提示文章 →
夏のカルピスシーズン真っ只中。薄めて飲むカルピスは、もはや夏の風物詩。

そんなカルピスのパッケージを見て、あれっ? と思うことがあった。それはカルピスと水の割合について書かれた「4~5倍を目安にうすめる」って記述。つまりカルピス1に対し、水3~4の割合で薄めるってことなんだけど……。

ん? 昔は5倍じゃなかったっけ? いつの間に4~5倍になってたんだろう? そんな疑問を解消すべく、カルピス株式会社に話を伺った。

「確かに2007年の商品リニューアルのとき、『5倍』から『4~5倍』へと表記を変えました。カルピスの魅力の1つは“自分好みの濃さで飲める”というところですが、『5倍希釈用』とハッキリ書いてしまうことで、その自在性がわかりにくくなっていたのではないかと考えたんですね。
そこで、お客様にお好みの濃さを見つけて頂くため、また飲用シーンや体調などによって濃さを変えられる飲料であることを認識して頂くため、表記を変更しました」

普通の飲み方以外にも、ロックで飲む人や、スポーツのとき8~10倍で割って飲む人など、飲み方はさまざま。そんな自由度が『4~5倍』っていう幅を持たせた表現に込められてたってわけだ。ちなみに飲むときは氷を入れることが多いと思うけど、4~5倍というのは、氷を除いた水の量。冷たい水で希釈することを想定しているからだという。

「もともと5倍だったのは、社内で試行錯誤した結果、濃くもなく薄くもない濃さが、5倍希釈だという結論に至ったからです。変更時は、当社で一般のお客様に集まって頂いて“好きな濃さに割ってみてください”と試して頂きました。
そのとき、5倍よりもちょっと濃い目に割る方が多かったことが、4~5倍に表記を変更する一つのきっかけになりました」

課題 → 上のカルピスの希釈倍率についての文章を、最後の文の後から書き継いでください。

提供記録 →
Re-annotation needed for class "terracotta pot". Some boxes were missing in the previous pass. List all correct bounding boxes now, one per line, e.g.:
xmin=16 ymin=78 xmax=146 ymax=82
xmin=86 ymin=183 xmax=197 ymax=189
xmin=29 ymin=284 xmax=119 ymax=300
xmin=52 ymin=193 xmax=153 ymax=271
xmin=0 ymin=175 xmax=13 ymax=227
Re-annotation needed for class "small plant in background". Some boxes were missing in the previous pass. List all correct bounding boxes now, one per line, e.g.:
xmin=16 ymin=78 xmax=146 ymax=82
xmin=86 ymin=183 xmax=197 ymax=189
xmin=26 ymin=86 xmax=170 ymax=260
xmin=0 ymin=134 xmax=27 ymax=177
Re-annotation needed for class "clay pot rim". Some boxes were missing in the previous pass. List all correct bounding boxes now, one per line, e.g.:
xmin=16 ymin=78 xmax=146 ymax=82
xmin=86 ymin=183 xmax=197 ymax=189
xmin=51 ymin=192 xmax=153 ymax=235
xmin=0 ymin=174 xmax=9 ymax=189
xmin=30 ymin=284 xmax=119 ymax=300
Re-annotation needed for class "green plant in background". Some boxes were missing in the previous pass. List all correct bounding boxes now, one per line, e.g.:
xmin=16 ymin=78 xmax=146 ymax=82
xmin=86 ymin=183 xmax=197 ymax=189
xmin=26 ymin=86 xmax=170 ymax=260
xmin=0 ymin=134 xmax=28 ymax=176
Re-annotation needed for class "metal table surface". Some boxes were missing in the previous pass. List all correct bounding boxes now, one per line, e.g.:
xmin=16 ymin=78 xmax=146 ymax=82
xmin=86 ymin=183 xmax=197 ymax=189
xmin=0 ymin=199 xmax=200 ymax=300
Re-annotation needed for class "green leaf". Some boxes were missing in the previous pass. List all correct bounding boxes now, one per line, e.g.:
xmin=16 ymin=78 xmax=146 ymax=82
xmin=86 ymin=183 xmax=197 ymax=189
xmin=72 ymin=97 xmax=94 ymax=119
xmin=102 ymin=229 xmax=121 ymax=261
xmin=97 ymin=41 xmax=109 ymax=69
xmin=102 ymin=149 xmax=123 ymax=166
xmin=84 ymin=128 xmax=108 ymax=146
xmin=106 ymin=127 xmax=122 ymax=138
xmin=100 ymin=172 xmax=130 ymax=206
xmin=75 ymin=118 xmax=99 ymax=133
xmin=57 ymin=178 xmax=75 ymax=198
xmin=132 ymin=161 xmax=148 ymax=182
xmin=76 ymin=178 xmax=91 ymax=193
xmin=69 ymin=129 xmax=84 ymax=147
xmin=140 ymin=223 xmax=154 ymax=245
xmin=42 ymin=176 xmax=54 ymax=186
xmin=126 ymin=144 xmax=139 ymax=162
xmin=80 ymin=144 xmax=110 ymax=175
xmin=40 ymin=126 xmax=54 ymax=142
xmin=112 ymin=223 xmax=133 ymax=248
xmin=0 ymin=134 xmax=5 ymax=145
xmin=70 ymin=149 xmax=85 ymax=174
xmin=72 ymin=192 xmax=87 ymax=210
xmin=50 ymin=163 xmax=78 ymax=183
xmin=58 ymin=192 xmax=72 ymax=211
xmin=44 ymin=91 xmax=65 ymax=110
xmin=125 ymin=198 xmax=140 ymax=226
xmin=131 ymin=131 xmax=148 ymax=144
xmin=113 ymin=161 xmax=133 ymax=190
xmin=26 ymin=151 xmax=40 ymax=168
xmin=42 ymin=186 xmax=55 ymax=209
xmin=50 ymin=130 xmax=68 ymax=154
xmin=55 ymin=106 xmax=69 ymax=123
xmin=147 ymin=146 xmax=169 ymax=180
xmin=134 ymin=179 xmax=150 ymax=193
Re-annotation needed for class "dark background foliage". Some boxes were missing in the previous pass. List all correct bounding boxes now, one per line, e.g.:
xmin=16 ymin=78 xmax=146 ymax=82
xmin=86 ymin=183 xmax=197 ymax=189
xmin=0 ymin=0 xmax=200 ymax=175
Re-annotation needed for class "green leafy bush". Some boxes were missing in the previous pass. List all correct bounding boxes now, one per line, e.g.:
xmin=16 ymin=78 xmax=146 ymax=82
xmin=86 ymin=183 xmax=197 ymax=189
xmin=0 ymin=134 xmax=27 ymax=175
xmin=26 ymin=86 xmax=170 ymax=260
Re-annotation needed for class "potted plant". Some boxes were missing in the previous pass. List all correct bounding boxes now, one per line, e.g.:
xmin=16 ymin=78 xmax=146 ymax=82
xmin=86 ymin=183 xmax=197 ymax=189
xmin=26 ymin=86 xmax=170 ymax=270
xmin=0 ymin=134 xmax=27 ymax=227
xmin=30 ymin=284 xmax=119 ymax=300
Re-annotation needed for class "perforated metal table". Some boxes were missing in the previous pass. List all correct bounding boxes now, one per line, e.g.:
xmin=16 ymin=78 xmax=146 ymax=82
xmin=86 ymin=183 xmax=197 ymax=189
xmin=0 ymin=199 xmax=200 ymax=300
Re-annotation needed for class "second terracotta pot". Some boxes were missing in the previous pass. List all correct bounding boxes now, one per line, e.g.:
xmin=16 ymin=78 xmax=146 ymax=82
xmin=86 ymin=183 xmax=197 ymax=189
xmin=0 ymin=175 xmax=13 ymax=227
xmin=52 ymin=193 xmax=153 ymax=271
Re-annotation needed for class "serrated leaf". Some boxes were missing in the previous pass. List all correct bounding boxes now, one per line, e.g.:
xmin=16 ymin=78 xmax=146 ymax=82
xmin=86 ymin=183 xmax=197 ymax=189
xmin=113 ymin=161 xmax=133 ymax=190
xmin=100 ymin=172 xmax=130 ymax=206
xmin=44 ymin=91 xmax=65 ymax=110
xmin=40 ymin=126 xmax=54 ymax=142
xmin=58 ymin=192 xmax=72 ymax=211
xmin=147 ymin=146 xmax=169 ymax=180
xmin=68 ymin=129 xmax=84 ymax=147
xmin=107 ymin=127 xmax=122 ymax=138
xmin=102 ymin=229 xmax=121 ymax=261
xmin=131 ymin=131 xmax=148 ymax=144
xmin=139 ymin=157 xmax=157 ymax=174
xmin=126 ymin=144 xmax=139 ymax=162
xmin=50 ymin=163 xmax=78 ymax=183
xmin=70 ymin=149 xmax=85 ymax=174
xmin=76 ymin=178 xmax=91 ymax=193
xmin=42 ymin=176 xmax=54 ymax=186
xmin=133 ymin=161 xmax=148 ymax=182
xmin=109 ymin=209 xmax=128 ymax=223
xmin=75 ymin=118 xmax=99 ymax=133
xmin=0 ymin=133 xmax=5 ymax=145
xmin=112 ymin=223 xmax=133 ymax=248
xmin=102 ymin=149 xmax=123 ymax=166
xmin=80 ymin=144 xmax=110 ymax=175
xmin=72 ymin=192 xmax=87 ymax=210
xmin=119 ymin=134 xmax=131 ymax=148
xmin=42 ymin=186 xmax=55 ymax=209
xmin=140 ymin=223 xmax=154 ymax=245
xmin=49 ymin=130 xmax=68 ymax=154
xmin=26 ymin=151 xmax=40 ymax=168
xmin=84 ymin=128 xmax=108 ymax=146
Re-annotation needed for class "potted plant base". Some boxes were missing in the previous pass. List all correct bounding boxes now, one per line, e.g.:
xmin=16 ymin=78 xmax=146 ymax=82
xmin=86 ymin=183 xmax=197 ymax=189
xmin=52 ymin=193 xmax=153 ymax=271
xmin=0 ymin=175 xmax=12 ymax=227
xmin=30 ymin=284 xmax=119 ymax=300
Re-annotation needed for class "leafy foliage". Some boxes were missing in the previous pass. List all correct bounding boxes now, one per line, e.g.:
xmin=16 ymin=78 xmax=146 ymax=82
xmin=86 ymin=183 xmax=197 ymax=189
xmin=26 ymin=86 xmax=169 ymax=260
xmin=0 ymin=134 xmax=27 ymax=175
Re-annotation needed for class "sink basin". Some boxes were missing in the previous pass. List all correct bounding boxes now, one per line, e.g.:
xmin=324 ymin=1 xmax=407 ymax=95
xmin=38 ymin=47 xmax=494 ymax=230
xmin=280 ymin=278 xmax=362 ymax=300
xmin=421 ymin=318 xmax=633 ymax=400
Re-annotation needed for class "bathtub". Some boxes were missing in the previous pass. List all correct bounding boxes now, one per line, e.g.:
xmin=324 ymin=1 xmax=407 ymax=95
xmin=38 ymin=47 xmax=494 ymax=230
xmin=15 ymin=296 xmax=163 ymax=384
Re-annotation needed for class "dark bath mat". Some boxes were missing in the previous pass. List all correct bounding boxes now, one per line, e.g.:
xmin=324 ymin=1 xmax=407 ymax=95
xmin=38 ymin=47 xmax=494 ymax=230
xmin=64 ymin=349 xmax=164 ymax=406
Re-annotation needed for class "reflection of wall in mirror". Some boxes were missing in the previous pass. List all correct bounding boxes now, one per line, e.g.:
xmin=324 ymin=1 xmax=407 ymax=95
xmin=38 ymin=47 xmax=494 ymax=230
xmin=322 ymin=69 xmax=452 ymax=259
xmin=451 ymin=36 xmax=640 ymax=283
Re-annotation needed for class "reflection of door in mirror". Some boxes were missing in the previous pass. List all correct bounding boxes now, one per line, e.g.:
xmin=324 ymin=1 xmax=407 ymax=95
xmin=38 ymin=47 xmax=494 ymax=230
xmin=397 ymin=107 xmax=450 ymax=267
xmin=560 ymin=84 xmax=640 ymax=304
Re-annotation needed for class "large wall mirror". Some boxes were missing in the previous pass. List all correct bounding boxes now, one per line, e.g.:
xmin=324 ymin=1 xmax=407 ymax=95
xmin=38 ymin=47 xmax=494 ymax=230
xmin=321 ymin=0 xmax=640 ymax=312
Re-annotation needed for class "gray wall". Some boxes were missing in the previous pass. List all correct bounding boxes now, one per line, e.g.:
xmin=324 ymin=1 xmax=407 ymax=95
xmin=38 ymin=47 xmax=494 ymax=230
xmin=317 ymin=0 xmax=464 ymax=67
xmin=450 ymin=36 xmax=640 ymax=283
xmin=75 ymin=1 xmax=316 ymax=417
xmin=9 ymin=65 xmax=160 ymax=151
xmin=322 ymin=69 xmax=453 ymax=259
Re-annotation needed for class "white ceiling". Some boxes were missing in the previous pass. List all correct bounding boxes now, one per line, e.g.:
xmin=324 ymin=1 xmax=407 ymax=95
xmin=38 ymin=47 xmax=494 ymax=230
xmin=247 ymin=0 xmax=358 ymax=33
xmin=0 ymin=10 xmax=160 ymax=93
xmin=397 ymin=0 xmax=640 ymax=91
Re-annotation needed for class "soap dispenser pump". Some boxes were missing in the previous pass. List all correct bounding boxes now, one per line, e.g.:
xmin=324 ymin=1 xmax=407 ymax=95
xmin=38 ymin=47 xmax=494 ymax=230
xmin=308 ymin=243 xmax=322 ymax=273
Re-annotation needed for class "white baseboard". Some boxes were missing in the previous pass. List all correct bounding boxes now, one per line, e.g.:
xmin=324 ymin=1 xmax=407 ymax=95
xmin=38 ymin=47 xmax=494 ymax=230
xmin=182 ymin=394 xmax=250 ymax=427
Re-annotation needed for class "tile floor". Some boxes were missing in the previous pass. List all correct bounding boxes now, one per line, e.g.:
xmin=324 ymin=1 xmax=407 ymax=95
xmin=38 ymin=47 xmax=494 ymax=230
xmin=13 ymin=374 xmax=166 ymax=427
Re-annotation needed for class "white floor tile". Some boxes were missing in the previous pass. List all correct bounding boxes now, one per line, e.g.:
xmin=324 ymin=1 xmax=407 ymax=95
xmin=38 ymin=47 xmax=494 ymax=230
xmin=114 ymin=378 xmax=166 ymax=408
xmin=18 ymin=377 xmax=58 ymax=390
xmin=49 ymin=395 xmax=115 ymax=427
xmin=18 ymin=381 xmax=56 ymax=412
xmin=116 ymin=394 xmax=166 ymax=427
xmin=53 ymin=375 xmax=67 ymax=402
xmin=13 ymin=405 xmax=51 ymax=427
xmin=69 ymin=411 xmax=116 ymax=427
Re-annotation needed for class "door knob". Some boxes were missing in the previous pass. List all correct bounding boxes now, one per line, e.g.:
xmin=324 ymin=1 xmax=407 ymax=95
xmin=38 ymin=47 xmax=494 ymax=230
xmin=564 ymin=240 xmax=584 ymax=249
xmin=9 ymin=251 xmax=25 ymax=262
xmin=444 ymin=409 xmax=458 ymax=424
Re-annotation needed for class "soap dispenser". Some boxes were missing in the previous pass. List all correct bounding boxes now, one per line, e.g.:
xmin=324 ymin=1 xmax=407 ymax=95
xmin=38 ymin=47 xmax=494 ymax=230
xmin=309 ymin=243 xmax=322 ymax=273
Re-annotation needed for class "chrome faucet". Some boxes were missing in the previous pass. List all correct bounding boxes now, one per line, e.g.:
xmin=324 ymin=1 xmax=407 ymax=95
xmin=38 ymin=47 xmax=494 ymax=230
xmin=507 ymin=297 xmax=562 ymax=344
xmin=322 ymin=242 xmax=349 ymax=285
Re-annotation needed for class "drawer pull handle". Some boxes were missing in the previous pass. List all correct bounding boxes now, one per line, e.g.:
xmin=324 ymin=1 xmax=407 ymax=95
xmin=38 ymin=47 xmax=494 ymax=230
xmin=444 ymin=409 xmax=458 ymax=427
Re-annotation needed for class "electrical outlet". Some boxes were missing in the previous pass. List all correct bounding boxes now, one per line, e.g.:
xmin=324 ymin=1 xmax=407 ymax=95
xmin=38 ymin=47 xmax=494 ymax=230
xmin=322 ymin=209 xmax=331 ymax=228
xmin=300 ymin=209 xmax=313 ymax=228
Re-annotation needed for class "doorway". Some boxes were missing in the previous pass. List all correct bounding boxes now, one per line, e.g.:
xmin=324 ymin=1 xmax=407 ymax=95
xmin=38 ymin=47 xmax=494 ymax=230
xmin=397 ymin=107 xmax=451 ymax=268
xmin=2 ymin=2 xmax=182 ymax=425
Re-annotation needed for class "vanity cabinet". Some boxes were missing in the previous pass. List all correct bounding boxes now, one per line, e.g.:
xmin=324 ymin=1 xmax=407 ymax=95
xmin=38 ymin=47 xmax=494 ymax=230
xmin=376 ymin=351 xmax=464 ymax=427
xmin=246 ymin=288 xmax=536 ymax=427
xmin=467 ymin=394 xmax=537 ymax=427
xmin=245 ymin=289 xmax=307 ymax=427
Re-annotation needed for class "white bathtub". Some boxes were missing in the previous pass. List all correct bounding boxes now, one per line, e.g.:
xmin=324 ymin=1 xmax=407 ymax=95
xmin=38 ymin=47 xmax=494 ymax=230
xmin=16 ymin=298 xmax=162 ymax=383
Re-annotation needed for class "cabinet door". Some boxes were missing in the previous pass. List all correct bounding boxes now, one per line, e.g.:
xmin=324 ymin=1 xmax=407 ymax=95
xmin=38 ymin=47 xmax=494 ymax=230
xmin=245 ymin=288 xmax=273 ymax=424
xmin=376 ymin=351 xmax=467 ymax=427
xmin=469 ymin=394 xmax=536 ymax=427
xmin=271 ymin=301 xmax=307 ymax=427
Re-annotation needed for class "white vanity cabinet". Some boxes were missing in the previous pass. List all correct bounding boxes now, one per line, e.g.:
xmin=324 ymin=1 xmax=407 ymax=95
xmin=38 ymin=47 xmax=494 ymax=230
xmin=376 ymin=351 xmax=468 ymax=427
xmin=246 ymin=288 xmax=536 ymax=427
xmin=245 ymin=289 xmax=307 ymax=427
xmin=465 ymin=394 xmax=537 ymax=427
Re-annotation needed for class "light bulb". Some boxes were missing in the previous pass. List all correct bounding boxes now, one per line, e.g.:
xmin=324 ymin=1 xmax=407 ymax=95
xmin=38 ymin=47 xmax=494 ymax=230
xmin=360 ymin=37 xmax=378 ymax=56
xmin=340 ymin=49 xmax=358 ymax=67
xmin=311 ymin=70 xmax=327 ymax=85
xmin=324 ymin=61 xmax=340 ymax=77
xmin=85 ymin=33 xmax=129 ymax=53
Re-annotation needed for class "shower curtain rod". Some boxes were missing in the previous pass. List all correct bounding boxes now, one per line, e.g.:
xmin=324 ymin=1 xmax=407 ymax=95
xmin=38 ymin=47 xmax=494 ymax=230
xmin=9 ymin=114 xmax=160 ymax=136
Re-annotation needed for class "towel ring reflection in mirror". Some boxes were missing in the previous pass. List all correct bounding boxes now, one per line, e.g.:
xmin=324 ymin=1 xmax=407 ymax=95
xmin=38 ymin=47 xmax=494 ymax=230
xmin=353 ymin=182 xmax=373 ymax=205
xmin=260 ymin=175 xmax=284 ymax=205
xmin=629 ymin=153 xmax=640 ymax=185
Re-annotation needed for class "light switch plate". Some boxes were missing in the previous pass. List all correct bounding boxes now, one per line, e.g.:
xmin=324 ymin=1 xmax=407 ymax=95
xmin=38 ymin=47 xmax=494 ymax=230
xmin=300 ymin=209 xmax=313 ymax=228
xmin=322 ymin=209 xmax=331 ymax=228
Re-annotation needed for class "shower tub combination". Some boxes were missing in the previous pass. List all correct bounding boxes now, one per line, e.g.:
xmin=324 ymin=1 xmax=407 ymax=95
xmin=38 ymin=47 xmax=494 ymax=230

記述解答 →
へぇ~、やっぱ表示より濃い目好きの人が多かったんだ。ずっと濃い目に作ってきた自分の味覚が、ズレてたわけじゃなくてちょっと安心。

カルピスのパッケージには、長い間「5倍」と表記されてきた。
通常以外の飲み方としても、1965年、長嶋茂雄氏出演のCMで紹介されていた「カルピスカクテル」が、5倍の薄め方だった。作り方は、まずカルピスをグラスに5分の1(30ml)入れ、次に炭酸水を入れてかき混ぜ、最後にウイスキー30mlをグラスのフチから静かに注ぎ、レモンを添えてできあがりというもの。
そうした「5倍」で歩んできた長い歴史を考えると、2007年に「4~5倍」へと変わったのは、大きな変化なのかもしれない。


最後に、どうしてそもそも原液があの濃さなのか聞いてみた。

「端的なお答えとしては“発明されたときの濃さが、その濃さだったから”という答えになると思います。カルピスは主な原料が生乳・独自の乳酸菌・砂糖と非常にシンプルな素材で、自然製法で作られています。それゆえ、原液の濃さを大きく変えられないんです」

好みによって幅広い飲み方ができるよう設定されていた、4~5倍というカルピスの希釈倍率。
みなさんは、どのくらいの濃さのカルピスがお好みですか?
(イチカワ)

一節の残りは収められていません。